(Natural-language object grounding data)
#####

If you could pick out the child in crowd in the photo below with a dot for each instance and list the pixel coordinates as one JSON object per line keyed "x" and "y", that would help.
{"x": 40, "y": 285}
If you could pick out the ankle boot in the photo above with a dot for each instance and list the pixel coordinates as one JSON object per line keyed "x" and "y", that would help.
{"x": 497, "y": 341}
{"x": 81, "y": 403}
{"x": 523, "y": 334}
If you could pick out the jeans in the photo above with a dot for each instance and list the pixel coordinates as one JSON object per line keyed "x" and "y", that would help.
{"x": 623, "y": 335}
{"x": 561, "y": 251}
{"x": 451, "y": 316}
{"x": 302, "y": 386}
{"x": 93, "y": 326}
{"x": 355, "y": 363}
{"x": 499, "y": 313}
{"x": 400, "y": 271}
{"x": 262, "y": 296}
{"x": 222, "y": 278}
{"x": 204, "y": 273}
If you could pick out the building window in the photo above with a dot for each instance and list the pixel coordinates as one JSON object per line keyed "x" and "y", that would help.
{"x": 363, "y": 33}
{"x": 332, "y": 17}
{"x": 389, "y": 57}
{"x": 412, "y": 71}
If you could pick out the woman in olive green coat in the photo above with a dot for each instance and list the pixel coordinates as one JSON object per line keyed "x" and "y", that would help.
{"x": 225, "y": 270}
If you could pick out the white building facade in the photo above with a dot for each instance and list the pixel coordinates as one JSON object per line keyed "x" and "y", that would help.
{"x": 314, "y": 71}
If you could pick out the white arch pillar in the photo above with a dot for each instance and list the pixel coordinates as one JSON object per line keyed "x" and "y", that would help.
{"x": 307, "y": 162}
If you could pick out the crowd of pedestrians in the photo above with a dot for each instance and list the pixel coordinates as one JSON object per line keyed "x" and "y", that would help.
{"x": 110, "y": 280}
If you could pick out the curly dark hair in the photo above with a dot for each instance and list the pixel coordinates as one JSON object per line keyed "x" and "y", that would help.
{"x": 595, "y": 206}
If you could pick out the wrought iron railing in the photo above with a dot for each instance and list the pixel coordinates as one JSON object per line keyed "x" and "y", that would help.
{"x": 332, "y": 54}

#####

Problem details:
Give back every entry exactly, with nothing left out.

Worked solution:
If you could pick out the child in crowd in the photo below with a dot for each instance and list the pixel coordinates as one JSON object per line keyed "x" and "y", that would help.
{"x": 40, "y": 285}
If you could pick out the ankle boot in the photo above with a dot for each instance and list the pixel coordinates as one JSON object per line keyed "x" and "y", that would help.
{"x": 497, "y": 341}
{"x": 81, "y": 403}
{"x": 523, "y": 334}
If you could pick out the jeans in the photo above with a dot for each instance and list the pixel coordinates as one JSON object per line keyed "x" and "y", that would help.
{"x": 623, "y": 335}
{"x": 561, "y": 251}
{"x": 451, "y": 316}
{"x": 302, "y": 386}
{"x": 93, "y": 326}
{"x": 355, "y": 363}
{"x": 499, "y": 313}
{"x": 400, "y": 271}
{"x": 262, "y": 296}
{"x": 222, "y": 278}
{"x": 204, "y": 273}
If you could pick out the building window in the photo above with a dot for each instance and list the pixel coordinates as one JSON object per line keyed "x" and "y", that would help.
{"x": 363, "y": 33}
{"x": 332, "y": 17}
{"x": 389, "y": 57}
{"x": 412, "y": 71}
If you could pick out the woman in olive green coat in the photo above with a dot for each instance and list the pixel coordinates as one JSON object per line keyed "x" and "y", that would help.
{"x": 225, "y": 270}
If you could pick out the white building facade in the photo above with a dot for each instance and list the pixel coordinates as one JSON object per line keyed "x" and "y", that would help.
{"x": 314, "y": 71}
If you could pick out the white arch pillar in the photo above with a dot for each instance and list the pixel coordinates as one JSON object per line keyed "x" and "y", that would help.
{"x": 307, "y": 162}
If you could pick out the crowd of pedestrians in the photo above with a dot for each instance and list the pixel coordinates as one JSON object per line keyed "x" and "y", that would help.
{"x": 110, "y": 280}
If you could pick out the curly dark hair in the photo above with a dot for each instance and list the pixel coordinates as one JSON object per line keyed "x" and "y", that would help.
{"x": 595, "y": 206}
If you could pick out the wrought iron railing in the photo above with a dot for each instance and list the pixel coordinates as one JSON object per line keyed "x" and "y", that would help.
{"x": 332, "y": 54}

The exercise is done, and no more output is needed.